◆ PROBLEM TO WORK ON
Find each line in the records below that contains the word "bird" and copy those lines.

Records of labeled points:
— Begin —
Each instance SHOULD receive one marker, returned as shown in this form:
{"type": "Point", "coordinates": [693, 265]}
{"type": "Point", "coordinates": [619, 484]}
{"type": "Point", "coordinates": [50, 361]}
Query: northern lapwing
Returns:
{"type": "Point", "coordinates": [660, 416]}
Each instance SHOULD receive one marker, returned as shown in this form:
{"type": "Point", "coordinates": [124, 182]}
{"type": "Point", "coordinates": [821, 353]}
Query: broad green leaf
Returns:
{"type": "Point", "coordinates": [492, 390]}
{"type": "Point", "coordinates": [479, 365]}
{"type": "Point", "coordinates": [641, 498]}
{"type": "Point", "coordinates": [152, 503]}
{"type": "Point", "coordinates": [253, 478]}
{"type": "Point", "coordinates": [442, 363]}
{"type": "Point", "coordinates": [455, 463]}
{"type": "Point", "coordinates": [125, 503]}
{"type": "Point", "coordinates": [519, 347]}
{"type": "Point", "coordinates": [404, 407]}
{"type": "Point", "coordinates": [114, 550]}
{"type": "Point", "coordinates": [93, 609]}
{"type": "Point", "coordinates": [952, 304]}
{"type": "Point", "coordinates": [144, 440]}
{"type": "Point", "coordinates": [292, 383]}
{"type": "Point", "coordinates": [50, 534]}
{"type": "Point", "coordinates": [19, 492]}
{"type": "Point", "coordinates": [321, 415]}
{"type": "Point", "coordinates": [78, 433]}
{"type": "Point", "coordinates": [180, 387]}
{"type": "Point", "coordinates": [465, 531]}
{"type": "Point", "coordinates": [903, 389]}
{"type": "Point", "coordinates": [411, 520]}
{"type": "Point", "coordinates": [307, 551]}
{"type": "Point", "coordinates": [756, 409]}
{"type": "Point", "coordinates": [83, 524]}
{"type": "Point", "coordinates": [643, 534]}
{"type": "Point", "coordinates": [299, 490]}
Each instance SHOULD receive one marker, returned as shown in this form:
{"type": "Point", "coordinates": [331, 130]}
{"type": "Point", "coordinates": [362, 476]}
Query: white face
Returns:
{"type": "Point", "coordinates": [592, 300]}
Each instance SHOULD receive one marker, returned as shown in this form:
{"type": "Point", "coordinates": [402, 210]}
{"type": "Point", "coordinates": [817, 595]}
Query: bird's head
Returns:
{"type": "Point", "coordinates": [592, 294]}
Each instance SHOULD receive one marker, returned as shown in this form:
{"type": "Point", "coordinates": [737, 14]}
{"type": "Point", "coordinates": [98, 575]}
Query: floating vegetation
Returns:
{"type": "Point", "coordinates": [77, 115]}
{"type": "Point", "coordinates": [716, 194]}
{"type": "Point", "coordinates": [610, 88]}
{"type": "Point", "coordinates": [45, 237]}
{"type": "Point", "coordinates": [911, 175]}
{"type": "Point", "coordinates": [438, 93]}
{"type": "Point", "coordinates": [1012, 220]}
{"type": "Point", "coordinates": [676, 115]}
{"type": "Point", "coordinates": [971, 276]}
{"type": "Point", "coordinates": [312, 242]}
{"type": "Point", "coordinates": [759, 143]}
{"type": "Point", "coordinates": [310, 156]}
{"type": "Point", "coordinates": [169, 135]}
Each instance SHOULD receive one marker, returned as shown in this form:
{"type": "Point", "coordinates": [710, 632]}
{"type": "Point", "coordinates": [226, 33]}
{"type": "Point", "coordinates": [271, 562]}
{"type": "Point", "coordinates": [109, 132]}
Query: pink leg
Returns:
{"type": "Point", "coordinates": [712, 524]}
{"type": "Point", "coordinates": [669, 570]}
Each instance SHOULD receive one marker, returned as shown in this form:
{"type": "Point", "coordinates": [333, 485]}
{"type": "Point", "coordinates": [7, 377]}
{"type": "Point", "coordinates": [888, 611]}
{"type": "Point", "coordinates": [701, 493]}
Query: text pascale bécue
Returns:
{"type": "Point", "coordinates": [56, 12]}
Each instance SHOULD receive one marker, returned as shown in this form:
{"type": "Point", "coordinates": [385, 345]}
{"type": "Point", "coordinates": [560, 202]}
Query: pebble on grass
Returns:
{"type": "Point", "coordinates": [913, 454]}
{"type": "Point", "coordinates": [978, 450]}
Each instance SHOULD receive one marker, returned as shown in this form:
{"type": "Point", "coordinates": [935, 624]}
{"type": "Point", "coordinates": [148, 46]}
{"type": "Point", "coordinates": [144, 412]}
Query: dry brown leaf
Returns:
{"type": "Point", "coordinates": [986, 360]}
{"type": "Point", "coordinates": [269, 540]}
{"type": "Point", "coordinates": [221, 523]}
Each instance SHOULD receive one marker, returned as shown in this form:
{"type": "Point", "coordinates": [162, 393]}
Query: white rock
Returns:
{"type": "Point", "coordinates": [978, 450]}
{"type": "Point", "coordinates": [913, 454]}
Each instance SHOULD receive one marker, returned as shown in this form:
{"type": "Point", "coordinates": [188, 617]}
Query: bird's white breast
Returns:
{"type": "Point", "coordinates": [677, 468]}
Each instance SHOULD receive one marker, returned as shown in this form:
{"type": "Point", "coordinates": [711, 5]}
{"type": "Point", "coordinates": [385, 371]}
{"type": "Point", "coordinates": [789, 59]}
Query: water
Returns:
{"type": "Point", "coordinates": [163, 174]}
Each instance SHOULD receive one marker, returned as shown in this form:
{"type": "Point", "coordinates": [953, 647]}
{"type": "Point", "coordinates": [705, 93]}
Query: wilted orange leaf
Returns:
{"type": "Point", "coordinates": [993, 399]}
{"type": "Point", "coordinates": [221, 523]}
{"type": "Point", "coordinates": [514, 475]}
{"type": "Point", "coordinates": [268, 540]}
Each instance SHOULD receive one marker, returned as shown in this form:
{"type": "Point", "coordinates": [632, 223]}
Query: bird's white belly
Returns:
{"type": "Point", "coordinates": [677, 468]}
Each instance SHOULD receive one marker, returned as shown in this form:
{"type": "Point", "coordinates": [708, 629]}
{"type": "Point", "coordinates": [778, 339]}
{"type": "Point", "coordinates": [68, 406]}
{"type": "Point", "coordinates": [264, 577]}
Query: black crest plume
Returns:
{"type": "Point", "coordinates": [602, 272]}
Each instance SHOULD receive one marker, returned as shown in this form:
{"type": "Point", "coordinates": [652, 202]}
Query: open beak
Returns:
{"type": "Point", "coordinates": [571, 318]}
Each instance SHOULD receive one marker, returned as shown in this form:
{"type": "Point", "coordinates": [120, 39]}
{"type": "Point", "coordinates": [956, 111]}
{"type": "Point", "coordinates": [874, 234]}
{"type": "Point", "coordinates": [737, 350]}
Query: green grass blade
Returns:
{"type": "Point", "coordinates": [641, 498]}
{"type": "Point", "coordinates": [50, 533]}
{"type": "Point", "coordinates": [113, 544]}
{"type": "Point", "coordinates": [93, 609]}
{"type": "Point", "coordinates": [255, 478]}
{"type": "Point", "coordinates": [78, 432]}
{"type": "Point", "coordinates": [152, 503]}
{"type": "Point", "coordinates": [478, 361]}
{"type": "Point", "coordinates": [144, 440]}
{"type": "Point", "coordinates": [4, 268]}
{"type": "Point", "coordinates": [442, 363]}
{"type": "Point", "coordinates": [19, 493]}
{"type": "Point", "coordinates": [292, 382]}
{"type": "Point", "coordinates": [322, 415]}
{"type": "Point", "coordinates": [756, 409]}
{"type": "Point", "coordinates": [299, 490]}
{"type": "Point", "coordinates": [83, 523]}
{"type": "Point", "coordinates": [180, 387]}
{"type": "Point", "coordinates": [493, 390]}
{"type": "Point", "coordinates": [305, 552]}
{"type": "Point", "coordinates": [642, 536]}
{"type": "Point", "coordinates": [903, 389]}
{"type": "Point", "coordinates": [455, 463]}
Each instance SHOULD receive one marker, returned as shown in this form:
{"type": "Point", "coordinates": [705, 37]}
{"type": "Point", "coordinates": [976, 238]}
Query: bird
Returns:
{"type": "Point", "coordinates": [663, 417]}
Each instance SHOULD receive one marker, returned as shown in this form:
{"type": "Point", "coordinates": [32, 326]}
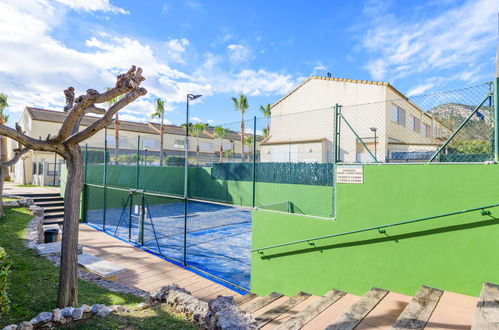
— End —
◆ SOLUTION FOR THIS TASK
Query: bird's head
Query: bird's white breast
Query: bird's white belly
Query: bird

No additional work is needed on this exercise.